-- Opening Marker --

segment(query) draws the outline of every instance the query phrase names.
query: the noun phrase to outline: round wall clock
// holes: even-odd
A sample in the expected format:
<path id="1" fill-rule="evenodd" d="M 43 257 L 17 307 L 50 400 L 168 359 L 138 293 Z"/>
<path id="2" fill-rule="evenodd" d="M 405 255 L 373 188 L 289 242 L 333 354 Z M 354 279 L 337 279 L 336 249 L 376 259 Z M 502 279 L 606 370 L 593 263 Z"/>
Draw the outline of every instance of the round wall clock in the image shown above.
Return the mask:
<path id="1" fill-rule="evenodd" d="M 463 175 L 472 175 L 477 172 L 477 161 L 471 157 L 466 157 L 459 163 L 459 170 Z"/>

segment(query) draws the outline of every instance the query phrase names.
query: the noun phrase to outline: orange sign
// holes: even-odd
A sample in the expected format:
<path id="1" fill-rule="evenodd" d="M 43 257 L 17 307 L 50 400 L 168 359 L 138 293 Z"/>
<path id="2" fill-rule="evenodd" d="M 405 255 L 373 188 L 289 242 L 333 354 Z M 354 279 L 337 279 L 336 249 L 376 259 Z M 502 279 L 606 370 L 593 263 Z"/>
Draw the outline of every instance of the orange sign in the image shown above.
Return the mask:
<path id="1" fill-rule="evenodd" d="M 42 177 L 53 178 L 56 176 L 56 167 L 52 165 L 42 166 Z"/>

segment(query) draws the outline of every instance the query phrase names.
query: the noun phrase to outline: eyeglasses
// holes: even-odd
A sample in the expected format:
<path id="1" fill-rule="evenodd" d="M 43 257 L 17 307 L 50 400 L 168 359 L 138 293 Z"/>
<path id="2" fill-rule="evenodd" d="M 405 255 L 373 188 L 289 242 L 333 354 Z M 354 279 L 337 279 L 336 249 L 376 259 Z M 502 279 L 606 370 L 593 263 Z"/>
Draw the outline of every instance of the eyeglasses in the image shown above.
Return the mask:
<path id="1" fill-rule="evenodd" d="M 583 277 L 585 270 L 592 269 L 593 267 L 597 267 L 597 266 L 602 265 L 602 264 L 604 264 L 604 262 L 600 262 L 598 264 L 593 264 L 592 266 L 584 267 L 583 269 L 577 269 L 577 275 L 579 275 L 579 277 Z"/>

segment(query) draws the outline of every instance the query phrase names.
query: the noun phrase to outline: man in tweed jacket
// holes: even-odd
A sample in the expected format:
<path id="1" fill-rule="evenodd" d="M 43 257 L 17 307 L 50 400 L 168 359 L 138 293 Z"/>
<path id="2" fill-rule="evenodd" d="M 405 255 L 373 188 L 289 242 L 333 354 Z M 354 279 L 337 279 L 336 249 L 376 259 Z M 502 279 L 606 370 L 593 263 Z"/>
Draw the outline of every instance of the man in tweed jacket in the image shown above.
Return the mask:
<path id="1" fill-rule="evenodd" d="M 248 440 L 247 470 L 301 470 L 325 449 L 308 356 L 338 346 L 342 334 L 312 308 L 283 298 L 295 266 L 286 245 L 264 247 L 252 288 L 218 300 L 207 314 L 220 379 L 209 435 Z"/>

-- Closing Marker --

§ **WHAT THE TASK REQUIRES**
Restate each record above word for word.

§ **EXERCISE ANSWER**
segment(query) draws the outline of every instance the query phrase names.
query: the noun phrase to outline: round wall clock
// holes: even-odd
A sample in the expected format:
<path id="1" fill-rule="evenodd" d="M 43 257 L 17 307 L 50 400 L 168 359 L 138 293 Z"/>
<path id="2" fill-rule="evenodd" d="M 405 255 L 373 188 L 289 242 L 333 354 Z M 354 279 L 337 279 L 336 249 L 376 259 Z M 502 279 L 606 370 L 593 263 Z"/>
Draw the outline of every instance of the round wall clock in the image shown above.
Return the mask:
<path id="1" fill-rule="evenodd" d="M 463 175 L 472 175 L 477 172 L 477 161 L 471 157 L 466 157 L 459 163 L 459 170 Z"/>

segment(query) draws the outline of every instance the query phrase names.
query: the noun phrase to outline: orange sign
// holes: even-odd
A sample in the expected format:
<path id="1" fill-rule="evenodd" d="M 43 257 L 17 307 L 50 400 L 168 359 L 138 293 Z"/>
<path id="2" fill-rule="evenodd" d="M 405 255 L 373 188 L 289 242 L 333 354 Z M 354 279 L 337 279 L 336 249 L 376 259 Z M 502 279 L 606 370 L 593 263 Z"/>
Draw the outline of every instance of the orange sign in the image shown above.
Return the mask:
<path id="1" fill-rule="evenodd" d="M 42 177 L 53 178 L 56 176 L 56 167 L 52 165 L 42 166 Z"/>

segment(query) draws the outline of every instance the query phrase names.
query: the noun phrase to outline: eyeglasses
// holes: even-odd
A sample in the expected format:
<path id="1" fill-rule="evenodd" d="M 43 257 L 17 307 L 50 400 L 168 359 L 138 293 Z"/>
<path id="2" fill-rule="evenodd" d="M 405 255 L 373 188 L 289 242 L 333 354 Z M 354 279 L 337 279 L 336 249 L 376 259 Z M 502 279 L 606 370 L 593 263 Z"/>
Draw the outline of every instance of the eyeglasses in the image shown above.
Return the mask:
<path id="1" fill-rule="evenodd" d="M 583 277 L 585 270 L 592 269 L 593 267 L 597 267 L 597 266 L 602 265 L 602 264 L 604 264 L 604 262 L 600 262 L 598 264 L 593 264 L 592 266 L 584 267 L 583 269 L 577 269 L 577 275 L 579 275 L 579 277 Z"/>

segment(query) draws the outline of every instance the query phrase names.
query: the noun phrase to outline: man in tweed jacket
// holes: even-odd
A sample in the expected format:
<path id="1" fill-rule="evenodd" d="M 43 257 L 17 307 L 50 400 L 168 359 L 138 293 Z"/>
<path id="2" fill-rule="evenodd" d="M 405 255 L 373 188 L 289 242 L 333 354 Z M 354 279 L 337 279 L 336 249 L 376 259 Z M 502 279 L 606 370 L 593 263 Z"/>
Draw the outline of every instance of the man in tweed jacket in the image shown above.
Return the mask:
<path id="1" fill-rule="evenodd" d="M 248 440 L 247 470 L 301 470 L 325 449 L 308 356 L 338 346 L 342 334 L 312 308 L 283 298 L 295 266 L 286 245 L 264 247 L 252 288 L 218 300 L 207 314 L 220 379 L 209 435 Z"/>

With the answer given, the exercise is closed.